------ Records shown

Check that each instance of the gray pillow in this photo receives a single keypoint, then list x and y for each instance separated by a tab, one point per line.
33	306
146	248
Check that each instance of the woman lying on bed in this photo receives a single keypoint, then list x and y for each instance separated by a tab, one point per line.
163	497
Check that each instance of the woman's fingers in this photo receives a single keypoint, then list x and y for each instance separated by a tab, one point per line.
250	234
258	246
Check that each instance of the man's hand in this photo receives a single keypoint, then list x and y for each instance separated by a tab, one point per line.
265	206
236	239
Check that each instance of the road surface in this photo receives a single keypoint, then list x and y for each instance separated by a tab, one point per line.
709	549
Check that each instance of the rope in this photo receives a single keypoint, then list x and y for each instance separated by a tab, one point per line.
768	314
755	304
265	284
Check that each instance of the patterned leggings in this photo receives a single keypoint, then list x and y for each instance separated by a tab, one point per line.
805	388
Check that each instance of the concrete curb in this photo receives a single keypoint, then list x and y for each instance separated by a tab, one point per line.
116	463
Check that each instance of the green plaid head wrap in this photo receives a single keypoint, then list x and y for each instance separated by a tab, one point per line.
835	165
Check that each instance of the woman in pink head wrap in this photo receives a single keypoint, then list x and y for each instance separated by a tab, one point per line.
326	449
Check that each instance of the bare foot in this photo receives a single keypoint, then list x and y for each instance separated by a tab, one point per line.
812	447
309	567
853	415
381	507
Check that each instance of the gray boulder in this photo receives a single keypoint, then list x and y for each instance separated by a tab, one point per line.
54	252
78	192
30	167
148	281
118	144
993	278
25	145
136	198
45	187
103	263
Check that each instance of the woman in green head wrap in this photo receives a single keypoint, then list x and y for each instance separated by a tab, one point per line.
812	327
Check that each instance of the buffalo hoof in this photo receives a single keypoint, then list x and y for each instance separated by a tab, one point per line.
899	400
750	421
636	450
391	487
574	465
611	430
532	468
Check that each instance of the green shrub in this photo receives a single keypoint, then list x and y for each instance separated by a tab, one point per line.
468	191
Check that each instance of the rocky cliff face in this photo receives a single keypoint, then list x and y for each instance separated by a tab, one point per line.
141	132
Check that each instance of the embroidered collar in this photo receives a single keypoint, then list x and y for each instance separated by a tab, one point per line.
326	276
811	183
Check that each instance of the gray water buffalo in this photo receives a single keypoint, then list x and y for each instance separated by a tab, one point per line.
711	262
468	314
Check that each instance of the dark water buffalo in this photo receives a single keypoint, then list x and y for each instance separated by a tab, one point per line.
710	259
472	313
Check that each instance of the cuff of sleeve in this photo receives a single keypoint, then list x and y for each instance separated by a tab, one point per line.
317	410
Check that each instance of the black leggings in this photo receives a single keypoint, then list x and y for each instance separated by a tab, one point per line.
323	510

------------

Retype all of the material, keeping each line exact.

• Completed task:
Check that each instance of the gray pillow in this photo receives a single keypoint, then list x and y for each instance separated by a tab, one point per line.
33	306
146	248
Check that each instance of the woman lying on bed in this photo receives a single keypoint, then list x and y for each instance separated by a tab, one point per line.
163	497
Check that each instance of the woman's fingers in this photo receives a single keypoint, then list x and y for each instance separated by a tab, one point per line.
250	234
258	246
Check that each instance of the man's hand in this photo receives a single keypoint, then list x and y for each instance separated by a tab, one point per line.
265	206
236	239
Check that each instance of the road surface in this photo receives a single keypoint, then list x and y for each instance separated by a tab, one point per line.
709	549
Check that each instance of the rope in this photo receives a single keypoint, then list x and y for each instance separated by a tab, one point per line.
768	314
755	304
265	284
Check that each instance of the patterned leggings in this photo receives a single keypoint, then list x and y for each instance separated by a tab, one point per line.
805	388
Check that each instance of the concrete curb in this photo receives a single keypoint, then list x and y for each instance separated by a tab, one point per line.
116	463
Check that each instance of the green plaid head wrap in this photo receives a single keypoint, then list x and y for each instance separated by a tab, one point per line.
835	165
Check that each instance of the woman in pink head wrap in this photo receives a single keypoint, then list x and y for each instance separated by a tab, one point per line.
326	449
Check that each instance of the bare foot in this photo receives a single keypoint, then list x and y for each instance separated by a tab, one point per line.
812	447
309	567
853	415
381	507
Check that each instance of the gray boulder in this photo receives a single keypoint, then list x and y for each instance separated by a tab, one point per line.
54	252
78	192
30	167
148	281
118	144
993	278
25	145
136	198
45	187
103	263
Check that each instance of the woman in green head wrap in this photo receives a single keypoint, then list x and y for each instance separated by a tab, one point per line.
812	327
Check that each instance of the buffalo hoof in this photo receives a single keypoint, then list x and y for each instance separated by a tab, one point per line.
899	400
750	421
636	450
391	487
574	465
611	430
532	468
Check that each instance of the green shrub in this photo receives a single keypoint, then list x and y for each instance separated by a tab, one point per line.
468	191
Check that each instance of the rocky cliff face in this photo receives a single keypoint, then list x and y for each instance separated by a tab, one point per line.
141	132
Check that each instance of the embroidered collar in this photo receives a single keypoint, then list x and y for each instance separated by a tab, one point per line.
326	276
811	183
Check that each instance of the gray water buffalo in this photo receives a single keypoint, then list x and y for each instance separated by a tab, one point per line.
711	262
468	314
Check that each instance of the dark water buffalo in this photo receives a single keypoint, then list x and y for each instance separated by a tab, one point per line.
710	259
472	313
Check that each instance of the cuff of sleeve in this photo receives a single keypoint, then list x and y for each instance separated by a tab, one point per line.
317	410
Check that each instance of the black leggings in this photo receives a single keypoint, then list x and y for each instance separated by a tab, one point per line.
323	510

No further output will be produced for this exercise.